== Segment start ==

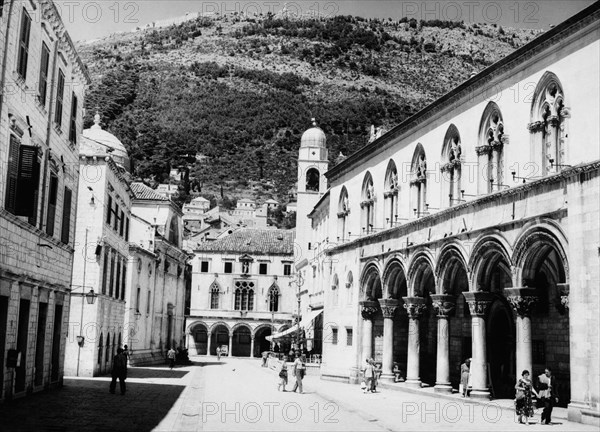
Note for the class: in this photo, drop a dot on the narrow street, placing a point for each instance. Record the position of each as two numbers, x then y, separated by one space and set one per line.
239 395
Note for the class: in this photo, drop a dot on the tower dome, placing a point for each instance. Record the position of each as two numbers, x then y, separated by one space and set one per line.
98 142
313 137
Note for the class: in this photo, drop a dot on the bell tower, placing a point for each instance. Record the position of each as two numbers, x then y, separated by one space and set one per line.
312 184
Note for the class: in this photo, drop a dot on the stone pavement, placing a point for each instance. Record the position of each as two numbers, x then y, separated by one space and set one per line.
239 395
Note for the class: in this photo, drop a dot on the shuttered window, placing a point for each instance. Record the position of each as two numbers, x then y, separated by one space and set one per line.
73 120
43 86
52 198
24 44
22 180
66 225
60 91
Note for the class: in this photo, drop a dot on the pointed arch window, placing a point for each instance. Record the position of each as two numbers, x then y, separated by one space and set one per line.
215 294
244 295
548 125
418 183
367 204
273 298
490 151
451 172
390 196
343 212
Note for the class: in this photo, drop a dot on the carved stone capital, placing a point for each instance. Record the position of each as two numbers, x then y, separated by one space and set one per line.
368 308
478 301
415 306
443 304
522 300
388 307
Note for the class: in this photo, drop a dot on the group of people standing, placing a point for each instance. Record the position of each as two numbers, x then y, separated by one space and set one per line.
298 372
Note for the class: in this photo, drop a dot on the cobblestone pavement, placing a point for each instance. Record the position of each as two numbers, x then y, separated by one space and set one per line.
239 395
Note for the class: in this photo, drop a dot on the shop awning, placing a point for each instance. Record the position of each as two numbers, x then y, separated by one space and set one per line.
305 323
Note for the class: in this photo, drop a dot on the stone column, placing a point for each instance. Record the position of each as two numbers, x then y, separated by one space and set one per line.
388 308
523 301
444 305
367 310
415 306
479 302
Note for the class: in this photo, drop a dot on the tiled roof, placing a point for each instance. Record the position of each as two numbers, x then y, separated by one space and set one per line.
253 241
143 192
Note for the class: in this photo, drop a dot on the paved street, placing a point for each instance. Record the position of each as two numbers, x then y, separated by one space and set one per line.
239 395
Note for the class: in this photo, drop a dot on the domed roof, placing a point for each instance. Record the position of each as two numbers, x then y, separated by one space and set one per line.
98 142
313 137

== Segment end ==
== Segment start ==

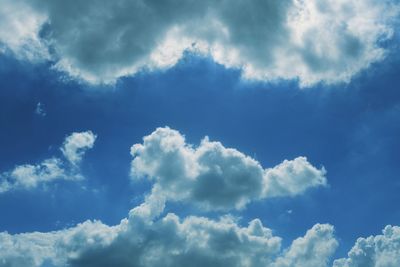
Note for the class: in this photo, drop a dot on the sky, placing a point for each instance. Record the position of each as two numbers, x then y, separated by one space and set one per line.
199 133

== Segment end ==
== Segment start ==

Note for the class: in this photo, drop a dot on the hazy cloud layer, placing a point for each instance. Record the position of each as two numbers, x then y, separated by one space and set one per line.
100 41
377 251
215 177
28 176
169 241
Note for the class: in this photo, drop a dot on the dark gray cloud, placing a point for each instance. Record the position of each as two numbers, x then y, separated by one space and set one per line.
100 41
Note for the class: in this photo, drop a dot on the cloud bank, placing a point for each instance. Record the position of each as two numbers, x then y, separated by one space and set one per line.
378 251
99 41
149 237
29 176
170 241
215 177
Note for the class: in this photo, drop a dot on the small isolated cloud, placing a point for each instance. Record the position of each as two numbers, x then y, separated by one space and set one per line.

== Segment end ==

Word for word, restate the lines of the listing above starting at the line with "on the hazy" and ending at the line with "on the small", and nothing outside them.

# Answer section
Note for the class: in this photo, drop a dot on the hazy cloud layer, placing a point for each instance. Record the position of each as two numbers, x then y, separated by one space and set one per line.
100 41
377 251
215 177
28 176
169 241
Note for the class: in this photo, drop a dot on the dark gray cloud, placing a point for each instance. Record the position of each as two numbers, x then y, separated by one space and set one per line.
100 41
Note for the class: in this photo, drop a dot on the cloud bank, placing a point for each instance. Record the position of each as two numbers, x then y, separated by one space and set one per line.
378 251
99 41
149 237
29 176
170 241
215 177
Note for the class: in this photo, drop a dot on the small isolated cloud, placing a point for each instance. Record the position of each as two numbers, x then y, separated by one space and set one per line.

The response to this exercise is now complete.